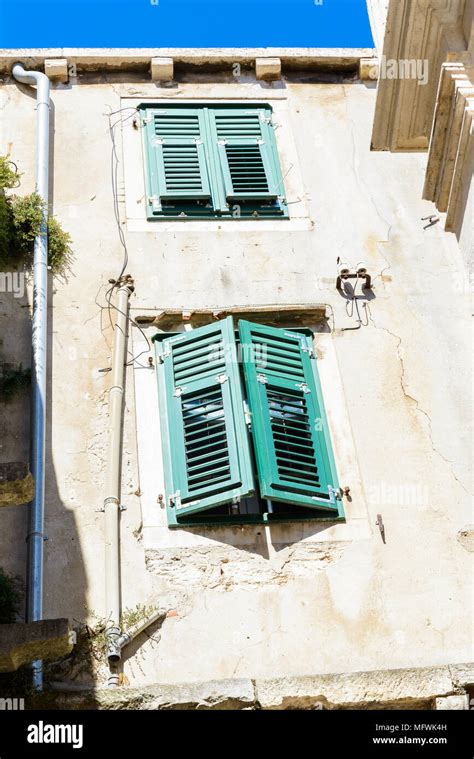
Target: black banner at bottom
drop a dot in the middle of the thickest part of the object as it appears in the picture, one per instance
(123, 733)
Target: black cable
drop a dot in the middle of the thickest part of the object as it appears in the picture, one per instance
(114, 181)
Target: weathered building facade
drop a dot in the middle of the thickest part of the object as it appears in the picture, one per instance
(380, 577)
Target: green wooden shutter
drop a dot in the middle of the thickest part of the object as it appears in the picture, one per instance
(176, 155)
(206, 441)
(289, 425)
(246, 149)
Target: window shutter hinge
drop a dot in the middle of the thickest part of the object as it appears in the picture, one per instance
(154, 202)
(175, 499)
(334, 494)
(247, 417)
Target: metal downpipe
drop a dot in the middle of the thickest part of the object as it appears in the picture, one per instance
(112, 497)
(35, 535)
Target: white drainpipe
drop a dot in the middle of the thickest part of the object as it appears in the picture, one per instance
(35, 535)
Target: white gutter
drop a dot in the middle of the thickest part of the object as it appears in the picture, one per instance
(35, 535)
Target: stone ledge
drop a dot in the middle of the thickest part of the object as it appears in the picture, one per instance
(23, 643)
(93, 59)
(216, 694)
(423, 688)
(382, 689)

• [YOUR INSTRUCTIONS]
Give back the material word for word and drop the pictures it holds.

• [ANSWER BOX]
Target: black banner at bottom
drop a dot in the middle of the thickest part of the object as it appears in the picture, one per instance
(123, 733)
Target: black cable
drop a dot in the middle of the thickest part of the object as it appears in the picture, one per instance
(114, 181)
Target: weathered building facade
drop a dot in the middle of the thickest part of the object as it appears in the picture, one per instance
(380, 577)
Target: green wooden shutter
drop a dot in the middle of the thickest part of the object as it appears in the picture, one per instance
(176, 155)
(206, 441)
(289, 425)
(246, 149)
Target: window shutter hinge
drop a dot in the middle of the thickest part of the object as it appears in the picture, one per instance
(154, 202)
(175, 499)
(334, 494)
(247, 417)
Target: metal downpipe
drop a dot in the middle of the thickest part of the object as it appears in the picture, one per instance
(112, 497)
(35, 535)
Target: white drainpipe
drop a dot in the middle of the thickest part of the object as it appears in the picture, one per instance
(35, 535)
Target: white gutter
drop a dot in the middle of the thickest part of the object as it appears in the picture, one per instance
(35, 535)
Target: stone ledge
drop a dot in the middle of the thickest part of the object as it appears in the picture, one per instance
(23, 643)
(93, 59)
(216, 694)
(423, 688)
(382, 689)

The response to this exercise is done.